- _O QUE SE PEDE_
No texto de origem abaixo, que doença vai ser abordada no primeiro fórum? Responda, por favor, em poucas palavras.

- _TEXTO DE ORIGEM_
^^^^^^^^

E quais os planos para o futuro?
Em termos de representação institucional queremos continuar a marcar presença e a poder facilitar o fluxo da informação que provém destas instituições, da OMV, da DGV, mas também da própria Fundação Alter Real e da Federação Equestre Portuguesa. Temos também a intenção de estreitar contactos junto da Fundação Equestre Portuguesa para abrir o acesso dos profissionais ou recém-licenciados ao mercado do desporto equestre. Neste momento as pessoas não sabem como poderão ser veterinários federados, que podem intervir nos eventos equestres e queremos sensibilizar a Federação para a criação de cursos de formação específica onde participem todos os interessados. Depois serão as próprias organizações a escolher os seus veterinários para os eventos equestres. Queremos continuar a apostar na formação, temos organizado o primeiro fórum que, em associação com a Pfeizer, vai abordar a febre do Nilo ocidental para criar um ponto de discussão sobre esta temática e a legislação que foi implementada, a importância que a doença tem para a saúde humana e animal à luz do Ano Mundial da Medicina Veterinária. O objetivo destes fóruns passa pela partilha de informação que permita discutir algumas temáticas e apresentar problemas.

^^^^^^^^

- _INFORMAÇÃO FORNECIDA_

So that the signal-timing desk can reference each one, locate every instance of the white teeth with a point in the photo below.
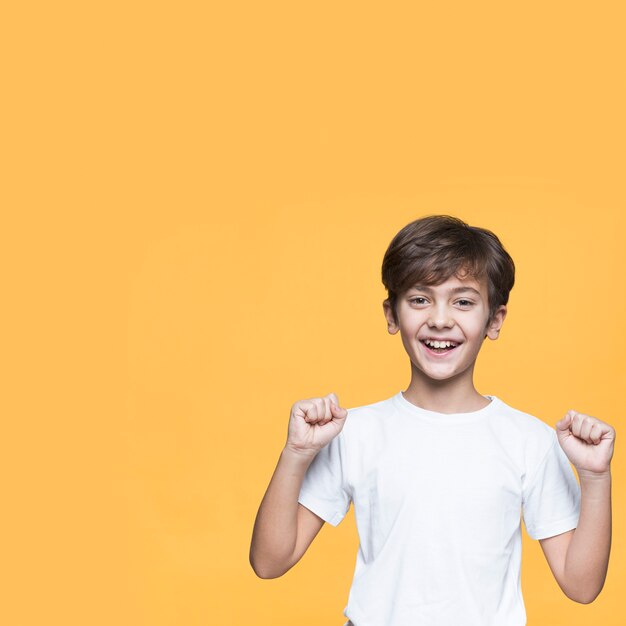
(440, 344)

^^^^^^^^

- _RESPOSTA AO EXERCÍCIO_
A febre do Nilo ocidental.